- Text for analysis -
================
Meet Castor, Six Stars in One

Castor System Vitals

Official name (IAU-approved)	Castor
Other designations	Alpha Geminorum, HIP 36850, HD 60178, HR 2890
Nicknames	-
Apparent Magnitude	1.58
Distance from Earth	50.9 light-years
Constellation	Gemini
Right Ascension	7h 34m 36s
Declination	+31° 53' 18”
Multiple system?	Yes
Variable star?	No
Exoplanets status	None known

Physical Characteristics

Castor, a prime ornament of the Gemini constellation and one of the brightest stars in the sky, is actually a system of stars with six unique members. While the Sun is a lone star without any nearby stellar companions, it’s not uncommon to find double, triple, and even multi-star systems scattered across the galaxy. But for the majority of human history, people have looked up to the gentle blue light of Castor without knowing that they weren’t seeing just one star, or two, or three, but six individual objects. It would take two important inventions to unravel the true story of Castor: the telescope in the early 1600s and — perhaps more importantly — the spectroscope in 1859.
================
- Information given -
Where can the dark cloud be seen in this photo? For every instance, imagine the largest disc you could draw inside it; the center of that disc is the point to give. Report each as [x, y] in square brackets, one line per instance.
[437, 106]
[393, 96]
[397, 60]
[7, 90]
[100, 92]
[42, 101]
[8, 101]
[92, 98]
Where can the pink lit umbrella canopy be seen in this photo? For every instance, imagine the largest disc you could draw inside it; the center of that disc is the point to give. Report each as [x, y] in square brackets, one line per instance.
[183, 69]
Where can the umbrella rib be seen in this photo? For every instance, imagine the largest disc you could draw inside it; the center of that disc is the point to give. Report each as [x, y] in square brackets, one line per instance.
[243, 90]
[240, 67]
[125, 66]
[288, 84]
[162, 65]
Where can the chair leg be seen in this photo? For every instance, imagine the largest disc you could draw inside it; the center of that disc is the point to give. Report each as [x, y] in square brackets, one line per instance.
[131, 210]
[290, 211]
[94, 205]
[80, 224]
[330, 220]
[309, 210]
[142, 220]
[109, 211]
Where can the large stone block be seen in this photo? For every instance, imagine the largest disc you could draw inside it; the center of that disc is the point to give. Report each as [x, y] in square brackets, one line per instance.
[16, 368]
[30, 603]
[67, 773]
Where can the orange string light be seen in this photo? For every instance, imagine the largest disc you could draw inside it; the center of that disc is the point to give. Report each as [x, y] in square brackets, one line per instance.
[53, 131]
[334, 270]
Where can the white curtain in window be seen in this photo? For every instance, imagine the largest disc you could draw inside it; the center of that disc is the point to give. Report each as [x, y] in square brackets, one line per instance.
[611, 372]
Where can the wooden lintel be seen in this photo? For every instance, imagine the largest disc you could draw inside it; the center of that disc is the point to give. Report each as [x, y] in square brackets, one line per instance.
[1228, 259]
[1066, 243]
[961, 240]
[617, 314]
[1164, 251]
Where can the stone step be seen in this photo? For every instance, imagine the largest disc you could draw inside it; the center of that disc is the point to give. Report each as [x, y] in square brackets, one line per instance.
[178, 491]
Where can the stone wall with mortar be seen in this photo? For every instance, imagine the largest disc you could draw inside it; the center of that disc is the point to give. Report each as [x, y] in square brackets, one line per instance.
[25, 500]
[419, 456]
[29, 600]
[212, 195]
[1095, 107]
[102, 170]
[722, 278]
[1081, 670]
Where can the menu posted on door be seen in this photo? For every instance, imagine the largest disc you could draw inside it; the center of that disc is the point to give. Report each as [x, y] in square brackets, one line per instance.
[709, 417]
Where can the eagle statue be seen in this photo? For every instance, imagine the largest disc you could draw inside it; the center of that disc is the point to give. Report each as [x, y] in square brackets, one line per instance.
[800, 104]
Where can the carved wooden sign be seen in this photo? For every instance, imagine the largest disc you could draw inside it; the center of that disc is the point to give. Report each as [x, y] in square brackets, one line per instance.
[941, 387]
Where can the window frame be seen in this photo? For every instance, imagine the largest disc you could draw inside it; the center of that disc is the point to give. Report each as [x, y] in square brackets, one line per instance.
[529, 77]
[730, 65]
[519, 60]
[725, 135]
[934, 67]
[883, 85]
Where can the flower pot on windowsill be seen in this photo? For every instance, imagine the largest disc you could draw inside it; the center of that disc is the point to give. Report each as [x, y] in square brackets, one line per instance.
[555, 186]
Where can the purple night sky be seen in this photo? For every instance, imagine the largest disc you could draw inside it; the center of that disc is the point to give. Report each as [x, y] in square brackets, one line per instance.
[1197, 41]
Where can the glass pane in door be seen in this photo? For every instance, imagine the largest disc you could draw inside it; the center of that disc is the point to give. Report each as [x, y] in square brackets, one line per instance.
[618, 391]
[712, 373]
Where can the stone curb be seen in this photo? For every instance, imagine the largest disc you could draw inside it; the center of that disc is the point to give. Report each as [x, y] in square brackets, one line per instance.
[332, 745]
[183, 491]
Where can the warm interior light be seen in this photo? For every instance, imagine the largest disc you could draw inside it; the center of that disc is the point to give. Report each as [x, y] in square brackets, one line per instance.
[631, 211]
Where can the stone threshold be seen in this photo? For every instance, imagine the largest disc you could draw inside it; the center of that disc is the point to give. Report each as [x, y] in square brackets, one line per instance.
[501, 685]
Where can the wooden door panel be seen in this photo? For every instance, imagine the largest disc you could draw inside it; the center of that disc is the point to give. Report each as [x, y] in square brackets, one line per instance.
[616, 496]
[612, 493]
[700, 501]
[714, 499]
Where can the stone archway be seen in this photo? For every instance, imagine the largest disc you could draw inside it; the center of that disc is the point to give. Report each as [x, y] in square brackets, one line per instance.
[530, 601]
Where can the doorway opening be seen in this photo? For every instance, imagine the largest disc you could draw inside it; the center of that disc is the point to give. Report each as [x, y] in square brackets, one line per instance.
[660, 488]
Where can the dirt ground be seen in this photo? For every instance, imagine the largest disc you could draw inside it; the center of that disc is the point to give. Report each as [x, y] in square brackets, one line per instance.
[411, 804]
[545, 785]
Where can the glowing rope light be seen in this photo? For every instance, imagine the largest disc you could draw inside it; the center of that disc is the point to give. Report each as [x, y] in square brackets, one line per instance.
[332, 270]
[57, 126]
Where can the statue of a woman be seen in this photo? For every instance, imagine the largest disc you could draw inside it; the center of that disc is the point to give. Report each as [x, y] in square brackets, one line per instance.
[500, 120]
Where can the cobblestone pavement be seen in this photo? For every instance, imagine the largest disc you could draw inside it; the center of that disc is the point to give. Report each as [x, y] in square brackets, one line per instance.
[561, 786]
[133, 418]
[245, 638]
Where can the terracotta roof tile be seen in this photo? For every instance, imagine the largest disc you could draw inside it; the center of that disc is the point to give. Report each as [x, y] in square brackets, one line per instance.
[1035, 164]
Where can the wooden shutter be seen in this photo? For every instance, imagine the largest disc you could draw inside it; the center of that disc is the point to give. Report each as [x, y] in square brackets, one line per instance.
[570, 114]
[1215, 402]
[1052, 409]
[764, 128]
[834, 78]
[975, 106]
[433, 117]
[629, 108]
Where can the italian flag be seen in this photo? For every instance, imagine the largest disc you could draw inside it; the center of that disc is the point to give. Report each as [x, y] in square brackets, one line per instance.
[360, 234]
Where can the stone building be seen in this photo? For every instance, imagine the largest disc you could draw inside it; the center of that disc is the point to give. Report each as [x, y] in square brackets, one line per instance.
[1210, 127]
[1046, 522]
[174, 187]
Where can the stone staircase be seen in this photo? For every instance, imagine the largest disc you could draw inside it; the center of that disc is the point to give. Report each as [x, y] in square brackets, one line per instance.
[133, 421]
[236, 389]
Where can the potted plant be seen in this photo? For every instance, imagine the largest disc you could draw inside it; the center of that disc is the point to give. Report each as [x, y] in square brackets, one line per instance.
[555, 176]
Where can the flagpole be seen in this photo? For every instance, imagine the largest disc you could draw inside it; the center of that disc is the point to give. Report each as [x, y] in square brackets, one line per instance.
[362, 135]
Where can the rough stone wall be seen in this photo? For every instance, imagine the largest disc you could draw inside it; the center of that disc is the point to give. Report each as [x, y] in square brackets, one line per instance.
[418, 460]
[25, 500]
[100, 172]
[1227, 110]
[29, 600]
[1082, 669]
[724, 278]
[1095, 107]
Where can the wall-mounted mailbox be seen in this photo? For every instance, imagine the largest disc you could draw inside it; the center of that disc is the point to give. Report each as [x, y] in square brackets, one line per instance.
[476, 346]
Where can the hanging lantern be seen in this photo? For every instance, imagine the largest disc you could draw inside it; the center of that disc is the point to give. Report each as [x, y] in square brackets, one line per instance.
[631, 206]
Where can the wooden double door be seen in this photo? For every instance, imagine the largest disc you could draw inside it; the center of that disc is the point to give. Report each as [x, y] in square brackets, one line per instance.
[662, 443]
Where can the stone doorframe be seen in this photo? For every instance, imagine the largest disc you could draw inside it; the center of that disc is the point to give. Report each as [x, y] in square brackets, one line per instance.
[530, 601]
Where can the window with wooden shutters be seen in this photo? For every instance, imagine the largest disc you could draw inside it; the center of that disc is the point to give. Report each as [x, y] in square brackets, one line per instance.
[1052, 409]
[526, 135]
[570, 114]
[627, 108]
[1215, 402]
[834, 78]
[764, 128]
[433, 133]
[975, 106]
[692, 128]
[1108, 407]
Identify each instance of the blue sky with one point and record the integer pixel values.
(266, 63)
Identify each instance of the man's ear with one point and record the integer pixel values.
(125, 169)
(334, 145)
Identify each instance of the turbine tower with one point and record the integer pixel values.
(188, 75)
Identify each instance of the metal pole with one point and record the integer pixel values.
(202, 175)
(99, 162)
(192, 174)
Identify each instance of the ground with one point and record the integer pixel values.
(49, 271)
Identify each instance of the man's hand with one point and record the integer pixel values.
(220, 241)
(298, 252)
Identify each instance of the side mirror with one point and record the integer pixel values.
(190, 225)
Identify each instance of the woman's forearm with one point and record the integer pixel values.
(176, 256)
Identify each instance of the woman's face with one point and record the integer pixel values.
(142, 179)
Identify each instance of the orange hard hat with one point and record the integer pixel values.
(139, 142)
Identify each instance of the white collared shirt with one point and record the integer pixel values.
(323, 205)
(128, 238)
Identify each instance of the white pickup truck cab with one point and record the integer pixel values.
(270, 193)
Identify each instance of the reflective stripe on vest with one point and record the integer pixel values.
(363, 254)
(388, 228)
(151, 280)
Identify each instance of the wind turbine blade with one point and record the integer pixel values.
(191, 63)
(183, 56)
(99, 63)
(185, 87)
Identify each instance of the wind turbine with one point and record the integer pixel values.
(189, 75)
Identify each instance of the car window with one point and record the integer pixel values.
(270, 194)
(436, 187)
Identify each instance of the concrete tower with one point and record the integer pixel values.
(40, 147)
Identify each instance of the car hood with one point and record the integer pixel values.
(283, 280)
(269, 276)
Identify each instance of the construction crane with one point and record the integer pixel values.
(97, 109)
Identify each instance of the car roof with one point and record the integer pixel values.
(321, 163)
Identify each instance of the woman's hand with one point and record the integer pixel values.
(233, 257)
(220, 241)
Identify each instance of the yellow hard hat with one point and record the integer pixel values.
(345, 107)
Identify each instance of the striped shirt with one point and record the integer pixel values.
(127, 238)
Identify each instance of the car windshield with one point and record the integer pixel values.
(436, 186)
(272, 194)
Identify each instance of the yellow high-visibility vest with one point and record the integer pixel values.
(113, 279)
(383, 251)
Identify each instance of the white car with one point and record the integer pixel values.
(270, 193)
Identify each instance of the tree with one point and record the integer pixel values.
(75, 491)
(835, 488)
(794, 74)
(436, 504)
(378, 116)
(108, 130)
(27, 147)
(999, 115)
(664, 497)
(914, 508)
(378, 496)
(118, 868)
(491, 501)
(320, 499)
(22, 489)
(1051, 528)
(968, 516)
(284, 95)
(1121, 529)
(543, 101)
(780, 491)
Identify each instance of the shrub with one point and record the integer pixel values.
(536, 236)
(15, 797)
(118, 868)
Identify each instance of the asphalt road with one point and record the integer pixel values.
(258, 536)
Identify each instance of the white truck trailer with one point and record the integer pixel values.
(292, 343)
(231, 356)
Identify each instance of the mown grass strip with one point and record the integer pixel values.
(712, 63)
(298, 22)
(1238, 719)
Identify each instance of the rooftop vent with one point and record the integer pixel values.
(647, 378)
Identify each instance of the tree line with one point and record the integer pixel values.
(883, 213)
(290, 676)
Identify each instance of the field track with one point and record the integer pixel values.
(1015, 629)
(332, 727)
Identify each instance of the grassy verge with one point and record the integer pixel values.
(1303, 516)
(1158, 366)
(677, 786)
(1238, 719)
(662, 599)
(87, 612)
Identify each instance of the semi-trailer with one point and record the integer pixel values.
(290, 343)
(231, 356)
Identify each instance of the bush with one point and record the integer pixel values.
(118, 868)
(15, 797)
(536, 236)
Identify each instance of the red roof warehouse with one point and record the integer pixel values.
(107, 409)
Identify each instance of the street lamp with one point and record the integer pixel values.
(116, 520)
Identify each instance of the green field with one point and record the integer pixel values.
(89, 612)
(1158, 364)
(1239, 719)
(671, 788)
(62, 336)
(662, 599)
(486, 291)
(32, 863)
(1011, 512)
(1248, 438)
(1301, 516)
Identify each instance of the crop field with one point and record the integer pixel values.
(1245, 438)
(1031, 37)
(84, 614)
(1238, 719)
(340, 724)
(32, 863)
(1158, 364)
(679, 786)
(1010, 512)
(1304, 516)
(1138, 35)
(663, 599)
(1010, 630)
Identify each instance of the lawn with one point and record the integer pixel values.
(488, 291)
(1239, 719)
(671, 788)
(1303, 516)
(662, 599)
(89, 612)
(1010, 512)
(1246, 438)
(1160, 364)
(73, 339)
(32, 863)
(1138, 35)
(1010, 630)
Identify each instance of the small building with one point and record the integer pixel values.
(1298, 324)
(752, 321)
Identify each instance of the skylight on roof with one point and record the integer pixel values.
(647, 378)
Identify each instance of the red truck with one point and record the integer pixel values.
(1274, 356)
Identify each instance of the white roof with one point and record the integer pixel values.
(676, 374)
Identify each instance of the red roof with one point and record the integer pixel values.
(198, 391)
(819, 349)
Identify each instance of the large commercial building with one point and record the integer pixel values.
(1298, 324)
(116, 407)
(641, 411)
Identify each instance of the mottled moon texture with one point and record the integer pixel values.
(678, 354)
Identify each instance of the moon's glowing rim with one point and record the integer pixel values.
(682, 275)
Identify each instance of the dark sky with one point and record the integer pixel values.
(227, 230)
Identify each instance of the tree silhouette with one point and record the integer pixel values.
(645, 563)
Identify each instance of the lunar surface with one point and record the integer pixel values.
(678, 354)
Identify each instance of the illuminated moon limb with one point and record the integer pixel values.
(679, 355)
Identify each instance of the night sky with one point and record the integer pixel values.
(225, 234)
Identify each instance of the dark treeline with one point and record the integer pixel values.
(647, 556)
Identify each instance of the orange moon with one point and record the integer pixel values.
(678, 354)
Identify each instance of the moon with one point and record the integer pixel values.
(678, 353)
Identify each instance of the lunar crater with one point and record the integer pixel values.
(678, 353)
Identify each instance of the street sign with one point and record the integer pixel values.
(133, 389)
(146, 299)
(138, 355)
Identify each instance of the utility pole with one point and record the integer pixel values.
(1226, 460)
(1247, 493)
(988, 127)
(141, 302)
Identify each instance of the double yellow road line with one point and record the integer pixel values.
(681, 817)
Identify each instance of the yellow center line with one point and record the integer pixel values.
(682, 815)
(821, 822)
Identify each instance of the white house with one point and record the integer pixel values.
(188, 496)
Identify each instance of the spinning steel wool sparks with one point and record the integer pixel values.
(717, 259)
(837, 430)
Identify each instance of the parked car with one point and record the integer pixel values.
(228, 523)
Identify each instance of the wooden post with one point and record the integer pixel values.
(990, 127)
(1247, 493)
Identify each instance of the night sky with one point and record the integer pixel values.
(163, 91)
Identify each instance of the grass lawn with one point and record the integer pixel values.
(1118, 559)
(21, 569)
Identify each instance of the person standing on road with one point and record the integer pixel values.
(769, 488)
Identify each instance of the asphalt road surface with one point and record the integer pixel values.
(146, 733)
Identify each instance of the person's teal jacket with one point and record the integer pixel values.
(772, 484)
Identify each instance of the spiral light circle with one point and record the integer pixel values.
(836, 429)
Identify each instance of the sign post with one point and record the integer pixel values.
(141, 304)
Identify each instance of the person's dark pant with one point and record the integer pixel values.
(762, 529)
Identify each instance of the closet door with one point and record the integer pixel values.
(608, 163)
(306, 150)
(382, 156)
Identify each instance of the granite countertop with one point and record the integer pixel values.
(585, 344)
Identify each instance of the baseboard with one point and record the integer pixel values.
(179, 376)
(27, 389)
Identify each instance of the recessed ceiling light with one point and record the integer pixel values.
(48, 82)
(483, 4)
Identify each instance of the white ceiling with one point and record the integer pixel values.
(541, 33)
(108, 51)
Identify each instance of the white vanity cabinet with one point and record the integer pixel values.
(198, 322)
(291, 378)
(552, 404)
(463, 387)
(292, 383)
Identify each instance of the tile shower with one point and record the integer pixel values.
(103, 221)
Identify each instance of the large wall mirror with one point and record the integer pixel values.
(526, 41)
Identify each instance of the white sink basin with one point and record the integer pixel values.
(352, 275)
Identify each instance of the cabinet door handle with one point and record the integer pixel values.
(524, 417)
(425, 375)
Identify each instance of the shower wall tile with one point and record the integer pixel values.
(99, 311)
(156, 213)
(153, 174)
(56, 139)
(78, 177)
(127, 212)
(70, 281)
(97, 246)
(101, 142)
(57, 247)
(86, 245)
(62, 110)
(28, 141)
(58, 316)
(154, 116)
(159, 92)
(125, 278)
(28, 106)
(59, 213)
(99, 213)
================
- Check your understanding -
1) Answer these about the Castor text:
(a) How far from Earth is Castor?
(b) How many members does the Castor system have?
(c) In what year did the spectroscope come along?
2) Write out a part of the Castor text word for word. Begin at the words "Castor, a prime" and stop after "spectroscope in 1859.".

- Task-by-task solutions -
1)
(a) 50.9 light-years
(b) Six
(c) 1859

2)
Castor, a prime ornament of the Gemini constellation and one of the brightest stars in the sky, is actually a system of stars with six unique members. While the Sun is a lone star without any nearby stellar companions, it’s not uncommon to find double, triple, and even multi-star systems scattered across the galaxy. But for the majority of human history, people have looked up to the gentle blue light of Castor without knowing that they weren’t seeing just one star, or two, or three, but six individual objects. It would take two important inventions to unravel the true story of Castor: the telescope in the early 1600s and — perhaps more importantly — the spectroscope in 1859.